__Image-grounded pointing data__.
==========
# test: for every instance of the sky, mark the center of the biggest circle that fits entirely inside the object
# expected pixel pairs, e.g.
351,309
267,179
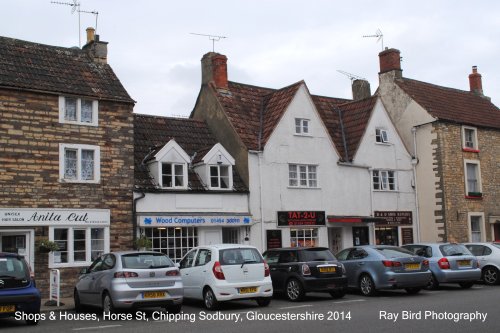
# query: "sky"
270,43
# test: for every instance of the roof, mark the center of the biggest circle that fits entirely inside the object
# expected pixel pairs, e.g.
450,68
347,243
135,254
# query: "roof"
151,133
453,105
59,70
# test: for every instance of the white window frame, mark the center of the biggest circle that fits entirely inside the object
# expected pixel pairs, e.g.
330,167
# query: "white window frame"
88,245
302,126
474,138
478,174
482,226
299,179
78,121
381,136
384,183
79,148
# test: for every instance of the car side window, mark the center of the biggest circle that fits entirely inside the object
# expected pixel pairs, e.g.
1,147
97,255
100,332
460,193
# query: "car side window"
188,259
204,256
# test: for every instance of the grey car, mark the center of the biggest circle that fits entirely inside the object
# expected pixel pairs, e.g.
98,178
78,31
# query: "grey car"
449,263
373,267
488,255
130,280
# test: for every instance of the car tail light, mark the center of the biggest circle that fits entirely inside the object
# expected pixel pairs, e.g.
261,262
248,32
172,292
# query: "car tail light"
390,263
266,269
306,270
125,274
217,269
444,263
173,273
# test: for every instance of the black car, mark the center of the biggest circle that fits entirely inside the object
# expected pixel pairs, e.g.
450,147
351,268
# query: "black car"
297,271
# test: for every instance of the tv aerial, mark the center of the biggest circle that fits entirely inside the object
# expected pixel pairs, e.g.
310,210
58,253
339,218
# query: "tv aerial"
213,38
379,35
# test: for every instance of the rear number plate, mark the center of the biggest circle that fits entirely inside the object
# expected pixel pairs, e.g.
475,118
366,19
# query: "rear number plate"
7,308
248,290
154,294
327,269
==========
__WHAT TO PRODUCE__. Go through the entries above and copy every line containing "test".

__OUTPUT OF THE EXERCISE__.
# test: for every instance of the sky, mark the center of the biggest circle that fits entirely inside the object
# test: for every instance of the roof, mark the center of the biggest circle that fits entirely inside the object
# test: for every instance of the white window frame, mark the center of the biggest circle that fits entirely inside the object
# test: for every instance of the car side window, mark the center of the biggest circle that fits entirely inside the object
# test: for every instance of the grey car, mark the center of the biggest circle that fits entirely inside the object
# test: for every instance of the car tail light, mark the center of the biggest circle that fits entirely inside the object
# test: for every instance of the black car, mark the center of the biggest circle that fits entirely inside the object
# test: for every instance of the tv aerial, mark the center of the biggest circle that fits entirely inside the object
# test: for every instance of the rear number plate, mark the center of the biggest circle that fits entirely inside the object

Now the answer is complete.